■ Условие задания:
Соответствуют ли статье утверждения ниже? Для каждого ответьте «да» или «нет» и дословно приведите решающие слова статьи.
1. Фильм «Солнечный удар» был просмотрен автором статьи целиком.
2. Выделения курсивом в статье сделаны её автором.
3. По словам Константина Баканова, символическая деталь фильма — женский шелковый шарфик.

Наталья Белюшина. ВАНИЛЬ
Если кто-то смотрел последний фильм Михалкова "Солнечный удар" и ему понравилось, то следующую ссылку безопасней пропустить:
Объясняю, как это всё случилось
Фильм Михалкова «Солнечный удар» я решила не смотреть, поскольку меня вполне удовлетворил трейлер. Там всё наглядно: фигня летит по небу, скрипки плачут; «Вот этими руками! — поручик трясёт руками. — Какую страну загубили!» Вопросов больше нет. Руки — вырвать, поручика — высечь, летающую по небу фигню — изловить. Но отзывы на фильм из любви к печатному и непечатному слову я читаю с интересом. То есть печатные слова я читаю, а непечатные по ходу чтения вырываются из моей благородной гортани, как крики восторга из пинками разбуженных чаек (я выражаюсь так затейливо вследствие знакомства с упомянутыми отзывами). Теперь гадаю, то ли святое искусство Михалкова действует на людей, как сотрясение мозга, то ли сотрясение мозга — процесс, так сказать, перманентный, да ещё и провоцирующий сочинение отзывов на святое искусство Михалкова; связь тут неясна, но несомненна. Хотя, конечно, чья бы корова мычала: мой-то мозг сам изрядно сотрясся в попытках понять, почему люди пишут так и такое. Курсив везде мой, имейте в виду.
Константин Баканов, сайт «Собеседника»: Как и во вторых «Утомлённых», Михалков уделяет внимание деталям, вещам. В данном случае это женский шелковый шарфик, причудливо летающий по теплоходу — символическая деталь, без которой режиссер, кажется, не может обойтись. (Глумится ли Константин Баканов? Дальнейшее намекает, что — куда ему!.. Шуберт Франц не сочиняет, как поётся, так поёт). Михалков часто использует приемы, которым учит студентов на мастер-классах, и разнообразных аллегорий, аллюзий и символов здесь, как всегда, много. Но зато и мысли больше, чем в прошлый раз. (Зато! Как понимать это «зато»? Аллегорий-аллюзий-символов, стало быть, много, как всегда, — интересно было бы, кстати, узнать, чувствует ли Константин Баканов разницу между первым, вторым и третьим, — и эта обычная михалковская избыточность, э-э-э, уравновешивается тем, что вдруг стало больше мысли? Хотелось бы заодно понять, что значит «больше мысли», чем её измеряли и почему в злополучный «прошлый раз» её было мало. Или речь идёт о нескольких увеличившихся мыслях? Но я не знаю, кому адресовать эти вопросы. Чутьё мне подсказывает, что Константин Баканов не сможет дать развёрнутого ответа, а свёрнутого мне не надо, свёрнутый я сама кому хошь дам).

■ Записанные данные:
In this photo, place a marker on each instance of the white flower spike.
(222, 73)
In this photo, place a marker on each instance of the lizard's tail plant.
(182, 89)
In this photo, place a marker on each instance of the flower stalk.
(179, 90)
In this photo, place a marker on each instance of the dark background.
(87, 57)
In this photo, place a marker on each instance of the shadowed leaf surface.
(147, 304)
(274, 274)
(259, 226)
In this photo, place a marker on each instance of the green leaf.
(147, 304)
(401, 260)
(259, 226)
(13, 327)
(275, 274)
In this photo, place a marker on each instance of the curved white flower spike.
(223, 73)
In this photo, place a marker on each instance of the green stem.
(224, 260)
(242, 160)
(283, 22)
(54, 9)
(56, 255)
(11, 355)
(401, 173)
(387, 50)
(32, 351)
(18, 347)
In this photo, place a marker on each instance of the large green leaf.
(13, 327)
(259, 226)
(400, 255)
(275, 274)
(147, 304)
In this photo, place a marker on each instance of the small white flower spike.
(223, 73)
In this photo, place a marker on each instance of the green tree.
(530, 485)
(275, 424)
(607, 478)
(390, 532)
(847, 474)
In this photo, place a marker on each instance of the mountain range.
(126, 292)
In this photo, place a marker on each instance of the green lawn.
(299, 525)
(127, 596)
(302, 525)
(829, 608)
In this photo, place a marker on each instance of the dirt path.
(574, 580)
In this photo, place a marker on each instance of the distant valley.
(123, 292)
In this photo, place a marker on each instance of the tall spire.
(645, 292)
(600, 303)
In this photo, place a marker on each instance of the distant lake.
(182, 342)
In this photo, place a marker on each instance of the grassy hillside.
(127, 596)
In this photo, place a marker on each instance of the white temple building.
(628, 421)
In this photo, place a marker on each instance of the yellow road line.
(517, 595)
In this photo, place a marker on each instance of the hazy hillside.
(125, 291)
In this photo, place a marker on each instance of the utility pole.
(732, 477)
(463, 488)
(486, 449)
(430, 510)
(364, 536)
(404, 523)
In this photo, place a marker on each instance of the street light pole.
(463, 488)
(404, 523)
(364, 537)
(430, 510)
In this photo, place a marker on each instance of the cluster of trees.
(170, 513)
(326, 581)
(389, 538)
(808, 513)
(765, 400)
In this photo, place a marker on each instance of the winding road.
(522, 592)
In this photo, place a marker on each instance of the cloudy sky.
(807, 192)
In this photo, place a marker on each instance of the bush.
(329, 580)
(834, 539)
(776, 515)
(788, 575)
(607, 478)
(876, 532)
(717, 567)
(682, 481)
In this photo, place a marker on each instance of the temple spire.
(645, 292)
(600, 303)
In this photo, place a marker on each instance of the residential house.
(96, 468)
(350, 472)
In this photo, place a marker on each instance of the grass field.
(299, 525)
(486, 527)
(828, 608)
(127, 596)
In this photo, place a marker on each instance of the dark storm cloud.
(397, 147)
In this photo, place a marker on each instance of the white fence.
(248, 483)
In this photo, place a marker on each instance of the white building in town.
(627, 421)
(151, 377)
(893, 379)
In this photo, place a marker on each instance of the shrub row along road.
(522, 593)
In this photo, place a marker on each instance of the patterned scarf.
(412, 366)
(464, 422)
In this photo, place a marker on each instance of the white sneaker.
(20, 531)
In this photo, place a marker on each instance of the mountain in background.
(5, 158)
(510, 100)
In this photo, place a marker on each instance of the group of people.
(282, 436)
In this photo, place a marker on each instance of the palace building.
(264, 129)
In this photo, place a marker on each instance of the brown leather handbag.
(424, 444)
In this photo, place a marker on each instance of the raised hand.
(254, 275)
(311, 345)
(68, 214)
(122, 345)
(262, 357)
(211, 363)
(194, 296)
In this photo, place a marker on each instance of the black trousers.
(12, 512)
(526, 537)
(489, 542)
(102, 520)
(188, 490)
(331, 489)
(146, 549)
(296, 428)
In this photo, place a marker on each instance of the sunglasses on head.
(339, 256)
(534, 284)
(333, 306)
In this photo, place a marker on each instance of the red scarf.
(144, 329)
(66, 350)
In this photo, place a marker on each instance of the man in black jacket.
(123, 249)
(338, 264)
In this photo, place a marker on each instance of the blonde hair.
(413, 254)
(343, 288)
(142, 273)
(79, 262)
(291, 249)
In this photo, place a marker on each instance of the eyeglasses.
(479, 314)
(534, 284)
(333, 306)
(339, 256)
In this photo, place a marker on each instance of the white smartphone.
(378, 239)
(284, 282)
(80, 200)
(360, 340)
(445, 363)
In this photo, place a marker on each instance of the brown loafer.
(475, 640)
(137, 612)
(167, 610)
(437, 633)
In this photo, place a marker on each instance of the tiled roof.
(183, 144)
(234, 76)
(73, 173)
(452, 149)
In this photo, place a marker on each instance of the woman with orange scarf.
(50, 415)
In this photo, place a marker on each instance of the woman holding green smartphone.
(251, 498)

■ Ответ:
1. Нет: «Фильм Михалкова «Солнечный удар» я решила не смотреть, поскольку меня вполне удовлетворил трейлер».
2. Да: «Курсив везде мой, имейте в виду».
3. Да: «В данном случае это женский шелковый шарфик, причудливо летающий по теплоходу — символическая деталь».